What is asked:
Omit images. Retype all entries verbatim.

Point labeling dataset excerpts
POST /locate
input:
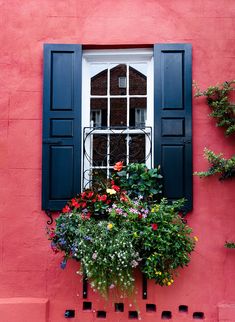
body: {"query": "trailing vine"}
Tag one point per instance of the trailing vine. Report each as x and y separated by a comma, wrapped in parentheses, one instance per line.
(218, 165)
(218, 99)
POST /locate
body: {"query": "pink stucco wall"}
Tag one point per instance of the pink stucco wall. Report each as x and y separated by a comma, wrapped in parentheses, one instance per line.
(32, 286)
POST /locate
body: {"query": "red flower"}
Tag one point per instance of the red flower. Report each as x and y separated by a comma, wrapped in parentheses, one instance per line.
(116, 188)
(66, 209)
(83, 204)
(154, 226)
(86, 216)
(102, 198)
(118, 166)
(83, 195)
(75, 203)
(123, 198)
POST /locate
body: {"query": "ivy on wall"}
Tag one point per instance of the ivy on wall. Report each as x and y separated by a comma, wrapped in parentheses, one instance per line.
(223, 110)
(218, 99)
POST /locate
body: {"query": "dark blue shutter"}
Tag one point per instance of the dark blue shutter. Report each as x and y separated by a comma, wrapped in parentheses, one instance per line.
(61, 168)
(172, 119)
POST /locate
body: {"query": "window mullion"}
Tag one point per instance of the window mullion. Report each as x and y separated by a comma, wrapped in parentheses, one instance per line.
(108, 122)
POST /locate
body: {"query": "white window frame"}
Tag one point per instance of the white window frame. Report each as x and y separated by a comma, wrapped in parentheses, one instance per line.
(116, 56)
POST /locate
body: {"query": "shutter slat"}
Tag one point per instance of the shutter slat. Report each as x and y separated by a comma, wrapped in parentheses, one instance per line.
(173, 119)
(61, 168)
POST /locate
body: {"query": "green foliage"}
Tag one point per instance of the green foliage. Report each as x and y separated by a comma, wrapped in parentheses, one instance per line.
(219, 101)
(138, 180)
(218, 165)
(229, 245)
(133, 233)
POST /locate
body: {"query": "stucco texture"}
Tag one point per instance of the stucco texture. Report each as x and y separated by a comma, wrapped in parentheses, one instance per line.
(28, 268)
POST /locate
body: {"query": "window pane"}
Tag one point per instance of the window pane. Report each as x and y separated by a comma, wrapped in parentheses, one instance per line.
(118, 79)
(117, 148)
(98, 112)
(138, 112)
(118, 112)
(137, 148)
(99, 149)
(138, 79)
(99, 76)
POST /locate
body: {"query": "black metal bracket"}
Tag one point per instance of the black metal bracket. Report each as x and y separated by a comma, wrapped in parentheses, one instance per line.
(144, 287)
(49, 214)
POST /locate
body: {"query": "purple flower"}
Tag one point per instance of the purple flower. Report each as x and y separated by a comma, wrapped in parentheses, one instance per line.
(134, 263)
(88, 238)
(134, 211)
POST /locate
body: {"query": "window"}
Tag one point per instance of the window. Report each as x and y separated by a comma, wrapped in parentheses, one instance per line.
(117, 89)
(76, 116)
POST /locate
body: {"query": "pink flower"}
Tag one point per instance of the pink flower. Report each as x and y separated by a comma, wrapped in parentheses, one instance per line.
(154, 226)
(118, 166)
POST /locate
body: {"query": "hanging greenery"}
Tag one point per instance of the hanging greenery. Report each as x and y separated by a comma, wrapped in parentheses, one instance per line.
(218, 165)
(218, 99)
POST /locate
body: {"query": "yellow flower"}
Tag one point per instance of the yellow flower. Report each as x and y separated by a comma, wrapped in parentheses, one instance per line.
(111, 191)
(110, 226)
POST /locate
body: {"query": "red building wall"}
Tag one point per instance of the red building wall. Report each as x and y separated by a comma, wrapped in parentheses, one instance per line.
(33, 287)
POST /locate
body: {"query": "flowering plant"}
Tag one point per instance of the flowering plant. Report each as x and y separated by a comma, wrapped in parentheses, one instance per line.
(132, 232)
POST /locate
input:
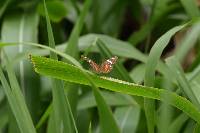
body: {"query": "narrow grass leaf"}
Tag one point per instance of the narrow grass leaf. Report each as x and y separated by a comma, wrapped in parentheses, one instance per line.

The completed task:
POST /locate
input:
body: {"query": "trailing vine"}
Tag one point per instance of the trailing vine. Report each as x and y separated by a comma, wrapped in parentheses, one instance per line.
(218, 165)
(218, 99)
POST /locate
body: {"query": "pink stucco wall"}
Tag one point per instance of the pink stucco wall. Report each as x and y separated by a comma, wrapped in parentheses, one instance per line.
(32, 286)
POST /locate
body: {"query": "red flower"}
Tag one point per instance of the red flower. Report each as x and y separated by a comma, wrapped in parentheses, one instance per line.
(116, 188)
(66, 209)
(83, 204)
(154, 226)
(86, 216)
(102, 198)
(118, 166)
(83, 195)
(75, 203)
(123, 198)
POST /locate
body: {"query": "ivy on wall"}
Tag one point per instance of the ivy on wall. Report each as x and y separated by a comma, wrapped in parentheses, one instance per line.
(223, 110)
(218, 99)
POST /locate
body: {"query": "dark blue shutter"}
Tag one point per instance of the dark blue shutter. Report each as x and y separated by a comma, wrapped in parentheses, one instance per line.
(61, 168)
(172, 119)
POST /locate
body: {"query": "window mullion"}
Tag one point per instance of the window mullion. Report each as x and y separated by a comma, wrapped in parentheses, one instance per line.
(108, 122)
POST /locate
body: {"query": "white window frame"}
Tag one point per instance of the white window frame. Report each as x and y separated by a comma, wrapped in parentheses, one instance per line.
(116, 56)
POST /locate
body: {"query": "shutter slat"}
Tag one point per instance of the shutter slat. Report each as x and y separated by a comma, wrapped in parentheses, one instance per line.
(173, 119)
(61, 168)
POST /locate
body: {"query": "green foliage"}
Tag one point per instance of the green foliage. Report each as x and y separated by a comma, wrapped in parentheses, one instance per line.
(219, 101)
(138, 180)
(218, 165)
(229, 245)
(133, 233)
POST /locate
body: {"query": "stucco texture"}
Tag one point per instance of the stucco texture. Report each as x and y separated by a comma, wrapped in parentheses, one instance per line.
(28, 268)
POST /locate
body: {"query": "window pane"}
Tag one point per instance of the window pane. Report each as x and y separated by a comma, wrapped in parentheses, one instance per line.
(118, 79)
(117, 148)
(98, 112)
(138, 112)
(118, 112)
(137, 148)
(99, 149)
(138, 79)
(99, 76)
POST /locate
body: {"query": "black metal bracket"}
Tag one point per instance of the black metal bracket. Report each as x and y separated by a comma, wrapped in parentheses, one instance per line.
(144, 287)
(49, 214)
POST /locate
body: {"query": "purple flower"}
Tag one point per instance of the purple flower. Report each as x and y separated by a comma, wrapped in parentheses, one instance per line.
(134, 263)
(88, 238)
(134, 211)
POST /locate
body: {"query": "window"}
Tag one point per instance of the window. Report each as x and y separated by a comma, wrapped in parentheses, one instance per line.
(117, 89)
(76, 116)
POST /locate
body: {"query": "pink flower"}
Tag one point per instance of the pink flower. Report each as x and y separated by a comma, wrapped in parentheses, one instance per line.
(154, 226)
(118, 166)
POST /locate
body: {"query": "hanging greenery"}
Tag one point per instance of the hanging greenery. Report each as x and y separated by a comma, wrapped in parentheses, one instance per line.
(218, 165)
(218, 99)
POST /locate
body: {"query": "yellow flower"}
Tag one point per instance of the yellow flower. Report each as x and y separated by a comma, wrapped in parentheses, one instance per line.
(111, 191)
(110, 226)
POST /locate
body: {"query": "red building wall"}
Tag one point per instance of the red building wall. Report each as x and y separated by a comma, wrapped in parentheses, one instance per line.
(33, 287)
POST /locate
body: {"query": "flowering plant"}
Tag one point per instance of the flowering plant. Report each as x and y separated by a comma, wrapped in parentheses, one instance per line.
(132, 232)
POST /locate
input:
body: {"query": "narrow grass leaf"}
Tag one point per instance of the narrow grass leaf. Report each as x and y separated by a comma, wrapped in parentheses, one instance per line.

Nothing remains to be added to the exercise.